#### [Problems to work on]
1) Name the parties whose arguments or representations are reported in the passage on VAT and the status of taxable person.
2) Find every line in the entries below that contains the word "turquoise" and copy each of those lines.

#### [Text to read]
__________

A transaction constitutes a supply of goods or services and is thus an economic activity once it satisfies the objective criteria on which that concept is based. That is the case even where a transaction is carried out with the sole objective of obtaining a tax advantage. ( 23 )

27.

It follows that the status of taxable person applies to any person who independently carries on an economic activity that seeks to obtain income on a continuing basis, irrespective of the results of that activity. The VAT Directive thus precludes national legislation that makes the status of taxable person conditional upon the receipt of a certain level of income from an economic activity.

28.

I accordingly propose that the Court reply to the referring court’s first question that Article 9(1) of the VAT Directive is to be interpreted as meaning that the status of taxable person may not be refused where, in three consecutive years, the relevant transactions for VAT purposes carried out are of a value which is deemed not to be commensurate with the income which the available assets may be reasonably expected to yield.

29.

I nevertheless observe that, at the hearing, the Commission represented that, in so far as a taxable person who does not reach the required level of revenue may partially offset input VAT paid against VAT charged in the context of its output transactions, the national legislation at issue does not affect the status of taxable person. The only consequence of the failure to reach the relevant income threshold for three consecutive tax years is that the taxable person cannot carry forward any credit for the excess input VAT paid and thus loses the right to claim that credit. Although it is a matter for the referring court to verify, should that be the case, it would appear that the national legislation under consideration does not in fact make the status of taxable person conditional upon it reaching a certain income threshold in a given tax period.

B.   The second question

30.

In accordance with the principle of VAT neutrality, Feudi claims that the right to deduct input VAT cannot be subject to conditions other than the carrying on of an economic activity and the use of the goods and services acquired for that purpose. A taxable person has the right to deduct input VAT once its output transactions are subject to that tax. While a tax authority may refuse the right to deduct in cases of tax evasion or fraud, as demonstrated by reference to objective elements, Feudi submits that it cannot rely on a presumption for that purpose. In any event, a criterion based on the volume of output transactions subject to VAT is an inappropriate measure by which to assess the presence of fraud.

31.

The Italian Government claims that its national legislation does not render impossible or excessively difficult the exercise of the right to deduct VAT, since companies can demonstrate that they are in fact engaged in economic activity notwithstanding that they are in receipt of a low level of revenue. Article 30 of Law No 724/1994 therefore complies with the principles of VAT neutrality and of proportionality.

32.

According to the Commission, provided that a taxable person uses goods or services for the purpose of taxed transactions, he or she is entitled to deduct the VAT paid or payable in respect of those goods or services. That deduction is, in principle, calculated by subtracting from the total amount of VAT due for a given tax period the total amount of VAT in respect of which the right to deduct arises during that same period. Where the amount of deductions for a given tax period exceeds the amount of VAT due, Member States may either refund the excess or carry it forward to the next tax period.

__________

#### [Input for this task]
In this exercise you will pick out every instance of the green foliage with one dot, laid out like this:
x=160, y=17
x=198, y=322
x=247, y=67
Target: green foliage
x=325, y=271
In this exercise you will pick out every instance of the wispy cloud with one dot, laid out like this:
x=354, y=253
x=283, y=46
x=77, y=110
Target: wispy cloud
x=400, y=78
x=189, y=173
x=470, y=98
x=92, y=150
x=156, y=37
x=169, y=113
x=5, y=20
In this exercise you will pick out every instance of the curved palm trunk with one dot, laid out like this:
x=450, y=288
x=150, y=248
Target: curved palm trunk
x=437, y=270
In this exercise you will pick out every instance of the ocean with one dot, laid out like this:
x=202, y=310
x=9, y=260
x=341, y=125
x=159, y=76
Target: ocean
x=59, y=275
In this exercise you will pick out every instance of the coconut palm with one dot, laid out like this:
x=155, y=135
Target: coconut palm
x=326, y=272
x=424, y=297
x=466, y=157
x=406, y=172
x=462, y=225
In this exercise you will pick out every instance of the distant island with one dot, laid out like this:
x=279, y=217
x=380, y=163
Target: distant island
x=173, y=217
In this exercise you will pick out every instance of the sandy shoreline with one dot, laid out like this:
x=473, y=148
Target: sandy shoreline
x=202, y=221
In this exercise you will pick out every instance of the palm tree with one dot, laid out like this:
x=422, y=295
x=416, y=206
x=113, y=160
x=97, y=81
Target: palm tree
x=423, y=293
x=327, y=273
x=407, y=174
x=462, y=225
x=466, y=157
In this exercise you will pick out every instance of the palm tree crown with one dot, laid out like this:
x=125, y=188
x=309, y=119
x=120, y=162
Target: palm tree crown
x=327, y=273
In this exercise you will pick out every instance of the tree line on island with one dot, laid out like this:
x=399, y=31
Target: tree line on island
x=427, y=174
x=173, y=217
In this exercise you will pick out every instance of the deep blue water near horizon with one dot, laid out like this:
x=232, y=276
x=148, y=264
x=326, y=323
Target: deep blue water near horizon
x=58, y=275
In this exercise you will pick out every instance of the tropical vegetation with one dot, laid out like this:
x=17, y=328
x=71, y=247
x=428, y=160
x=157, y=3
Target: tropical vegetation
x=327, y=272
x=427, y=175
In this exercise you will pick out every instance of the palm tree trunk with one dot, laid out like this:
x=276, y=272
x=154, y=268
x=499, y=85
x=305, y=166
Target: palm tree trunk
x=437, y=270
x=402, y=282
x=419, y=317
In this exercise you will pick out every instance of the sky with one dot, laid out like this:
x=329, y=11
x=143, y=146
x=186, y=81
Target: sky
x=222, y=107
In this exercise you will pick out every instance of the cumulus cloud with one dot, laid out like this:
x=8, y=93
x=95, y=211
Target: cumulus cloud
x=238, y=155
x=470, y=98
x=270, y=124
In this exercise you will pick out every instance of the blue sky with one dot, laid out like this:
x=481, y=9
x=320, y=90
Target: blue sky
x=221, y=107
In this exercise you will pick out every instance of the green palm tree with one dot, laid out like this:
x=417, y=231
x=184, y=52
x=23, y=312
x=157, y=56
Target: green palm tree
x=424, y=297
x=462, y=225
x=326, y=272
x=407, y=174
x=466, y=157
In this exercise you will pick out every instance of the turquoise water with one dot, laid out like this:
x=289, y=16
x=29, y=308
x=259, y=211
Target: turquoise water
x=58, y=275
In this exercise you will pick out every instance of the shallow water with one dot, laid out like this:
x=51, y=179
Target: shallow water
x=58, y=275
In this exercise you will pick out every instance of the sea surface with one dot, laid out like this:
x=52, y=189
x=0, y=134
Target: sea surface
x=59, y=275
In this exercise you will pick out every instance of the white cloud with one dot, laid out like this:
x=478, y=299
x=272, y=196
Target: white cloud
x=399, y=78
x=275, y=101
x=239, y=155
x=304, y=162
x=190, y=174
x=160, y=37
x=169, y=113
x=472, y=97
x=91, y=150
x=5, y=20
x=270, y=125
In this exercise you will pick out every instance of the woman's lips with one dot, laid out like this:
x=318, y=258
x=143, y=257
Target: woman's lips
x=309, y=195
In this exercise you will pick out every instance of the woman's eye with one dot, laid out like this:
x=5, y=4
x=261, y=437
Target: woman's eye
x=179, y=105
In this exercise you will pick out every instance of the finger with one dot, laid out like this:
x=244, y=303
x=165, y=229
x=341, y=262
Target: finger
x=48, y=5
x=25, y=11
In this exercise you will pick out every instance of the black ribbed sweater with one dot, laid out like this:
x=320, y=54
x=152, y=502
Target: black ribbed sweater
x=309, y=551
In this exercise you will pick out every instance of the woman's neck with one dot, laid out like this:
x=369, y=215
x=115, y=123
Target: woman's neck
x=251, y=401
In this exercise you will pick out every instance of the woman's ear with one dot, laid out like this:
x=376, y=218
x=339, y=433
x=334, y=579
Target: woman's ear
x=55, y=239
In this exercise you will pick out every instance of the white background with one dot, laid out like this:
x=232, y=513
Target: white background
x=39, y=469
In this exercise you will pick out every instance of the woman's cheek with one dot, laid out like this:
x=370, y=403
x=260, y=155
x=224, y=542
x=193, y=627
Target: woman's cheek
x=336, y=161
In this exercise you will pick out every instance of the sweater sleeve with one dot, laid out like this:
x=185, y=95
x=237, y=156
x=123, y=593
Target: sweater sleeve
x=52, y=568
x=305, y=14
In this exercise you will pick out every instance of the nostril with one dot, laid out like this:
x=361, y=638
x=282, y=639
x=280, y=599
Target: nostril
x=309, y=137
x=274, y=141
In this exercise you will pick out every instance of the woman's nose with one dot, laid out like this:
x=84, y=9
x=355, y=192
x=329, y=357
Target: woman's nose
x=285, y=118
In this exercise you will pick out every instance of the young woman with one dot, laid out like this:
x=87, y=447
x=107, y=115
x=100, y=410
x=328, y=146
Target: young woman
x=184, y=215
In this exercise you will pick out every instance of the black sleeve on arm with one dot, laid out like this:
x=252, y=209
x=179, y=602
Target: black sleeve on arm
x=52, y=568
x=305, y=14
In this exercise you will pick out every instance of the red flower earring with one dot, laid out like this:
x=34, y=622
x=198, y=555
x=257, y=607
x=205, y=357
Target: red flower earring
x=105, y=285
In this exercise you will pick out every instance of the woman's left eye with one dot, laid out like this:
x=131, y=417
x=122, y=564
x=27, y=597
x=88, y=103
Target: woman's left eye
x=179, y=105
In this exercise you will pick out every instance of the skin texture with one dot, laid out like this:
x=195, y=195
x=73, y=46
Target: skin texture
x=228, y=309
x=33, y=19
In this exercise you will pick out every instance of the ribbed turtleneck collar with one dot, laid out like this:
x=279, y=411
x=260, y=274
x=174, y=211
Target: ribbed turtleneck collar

__________

#### [Worked answers]
1) Feudi, the Italian Government, and the Commission.

2)
In this exercise you will pick out every instance of the turquoise water with one dot, laid out like this:
Target: turquoise water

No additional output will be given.